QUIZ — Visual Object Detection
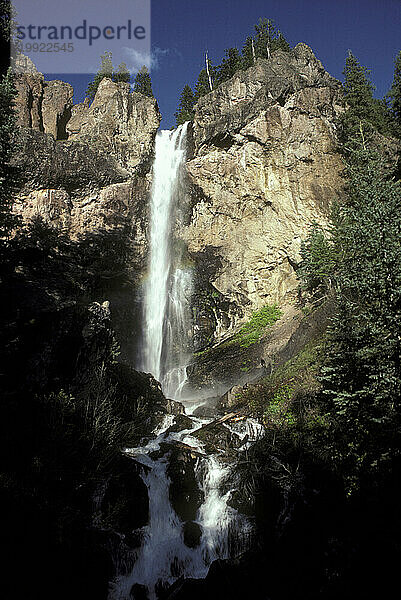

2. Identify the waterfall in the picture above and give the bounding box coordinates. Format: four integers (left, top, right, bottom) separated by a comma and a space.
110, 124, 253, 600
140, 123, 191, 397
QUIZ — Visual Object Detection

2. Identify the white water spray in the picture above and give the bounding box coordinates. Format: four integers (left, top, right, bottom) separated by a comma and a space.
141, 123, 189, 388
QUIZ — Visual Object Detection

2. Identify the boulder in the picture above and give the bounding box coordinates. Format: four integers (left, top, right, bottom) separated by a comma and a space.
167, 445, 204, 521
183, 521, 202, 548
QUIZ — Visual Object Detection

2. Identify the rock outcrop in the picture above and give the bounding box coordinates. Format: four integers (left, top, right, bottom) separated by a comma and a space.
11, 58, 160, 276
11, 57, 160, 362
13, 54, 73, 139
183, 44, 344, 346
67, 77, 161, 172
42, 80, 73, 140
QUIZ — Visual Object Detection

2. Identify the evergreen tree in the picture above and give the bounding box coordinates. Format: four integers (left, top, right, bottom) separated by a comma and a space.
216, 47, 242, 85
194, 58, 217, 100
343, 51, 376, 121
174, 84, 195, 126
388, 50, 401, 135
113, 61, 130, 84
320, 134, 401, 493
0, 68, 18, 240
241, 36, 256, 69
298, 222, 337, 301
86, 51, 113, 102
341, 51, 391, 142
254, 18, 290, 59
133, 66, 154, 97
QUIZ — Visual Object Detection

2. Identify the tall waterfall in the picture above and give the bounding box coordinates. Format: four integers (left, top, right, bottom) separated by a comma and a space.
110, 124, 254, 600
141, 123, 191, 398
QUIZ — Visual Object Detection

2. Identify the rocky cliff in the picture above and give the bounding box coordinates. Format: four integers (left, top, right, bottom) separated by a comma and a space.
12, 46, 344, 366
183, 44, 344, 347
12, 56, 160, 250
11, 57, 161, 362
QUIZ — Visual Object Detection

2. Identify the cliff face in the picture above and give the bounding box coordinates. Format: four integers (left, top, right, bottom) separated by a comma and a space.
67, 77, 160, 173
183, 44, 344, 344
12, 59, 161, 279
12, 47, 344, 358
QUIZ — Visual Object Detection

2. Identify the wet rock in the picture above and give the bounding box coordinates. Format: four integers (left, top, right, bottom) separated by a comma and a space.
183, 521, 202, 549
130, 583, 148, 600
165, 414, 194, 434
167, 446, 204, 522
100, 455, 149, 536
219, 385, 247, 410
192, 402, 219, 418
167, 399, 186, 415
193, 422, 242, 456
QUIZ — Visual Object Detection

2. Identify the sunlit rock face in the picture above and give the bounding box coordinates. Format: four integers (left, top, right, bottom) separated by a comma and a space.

━━━━━━━━━━

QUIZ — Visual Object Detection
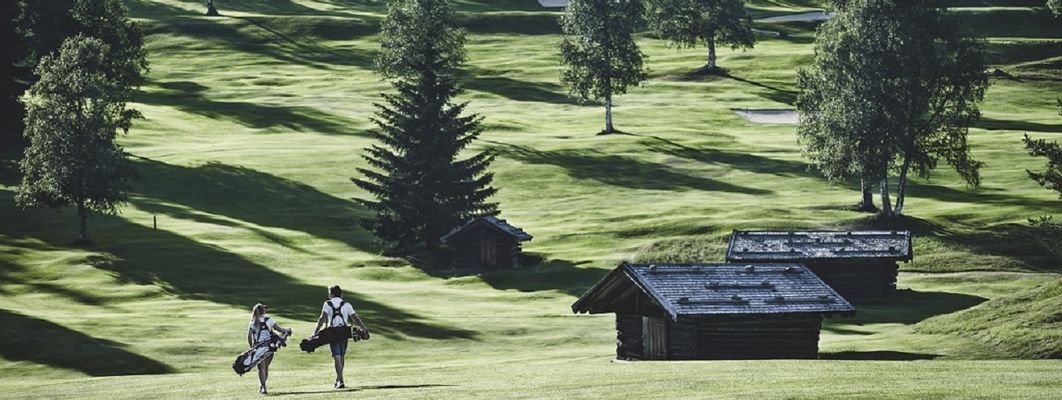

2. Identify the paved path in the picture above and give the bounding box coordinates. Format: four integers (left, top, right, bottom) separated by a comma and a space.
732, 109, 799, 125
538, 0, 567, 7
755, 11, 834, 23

━━━━━━━━━━

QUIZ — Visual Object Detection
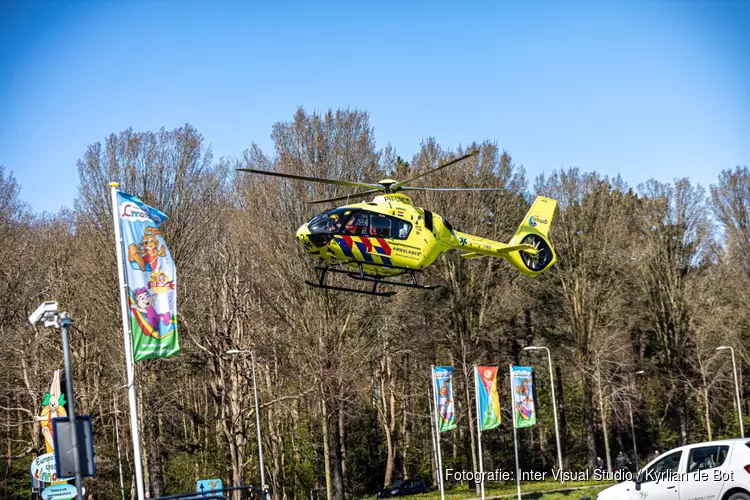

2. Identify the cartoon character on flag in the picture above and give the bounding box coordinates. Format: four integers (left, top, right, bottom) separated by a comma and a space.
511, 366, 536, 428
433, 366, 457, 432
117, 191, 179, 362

━━━━━━━━━━

Only one stretch of the entries above is wanted: the lines from the one containing "2. Identify the evergreen" through the one containing "2. Identify the sunlit". Please reproduce it exactly.

2. Identify the evergreen tree in the picture above and give the bounding box coordinates. Format: four integers (left, top, right, bottom) separated by a comma and a space.
216, 47, 242, 85
194, 58, 217, 100
343, 51, 376, 121
174, 84, 195, 126
388, 50, 401, 135
113, 61, 130, 84
320, 134, 401, 493
0, 68, 18, 240
241, 36, 256, 69
298, 222, 337, 301
86, 51, 113, 102
341, 51, 391, 142
254, 18, 290, 59
133, 66, 154, 97
QUIZ — Visual Object Detection

2. Identify the tall waterfall in the picture above and give the bounding box coordinates. Format: four integers (left, top, right, bottom) separated by a comma and a space.
110, 124, 254, 600
141, 123, 191, 398
QUIZ — Visual Object Detection

2. Identify the rocky cliff in the picture above and give the bounding box coordinates. Format: four integers (left, top, right, bottom) separated by a comma and a space.
12, 46, 344, 366
183, 44, 344, 347
12, 56, 160, 250
11, 57, 161, 362
QUIZ — Visual Object Detection

2. Identify the cliff face in the picture above and give the bounding box coordinates. Format: four integers (left, top, right, bottom) separated by a comma and a space.
67, 77, 160, 173
183, 44, 344, 344
12, 59, 161, 279
12, 47, 344, 358
QUIZ — Visual Object Detection

2. Identify the wet rock in the picture above and give the bounding box coordinates. Format: four integers (left, top, right, bottom) separated by a comma and a space.
183, 521, 202, 549
130, 583, 148, 600
165, 414, 194, 434
167, 446, 204, 522
100, 455, 149, 536
219, 385, 247, 410
192, 402, 219, 418
167, 399, 186, 415
193, 422, 242, 456
QUIZ — Visual Object Detection

2. Identify the sunlit rock face in the picture above and give the bounding box coordinates. Format: four integers (left, top, right, bottom) separated by a comma and a space.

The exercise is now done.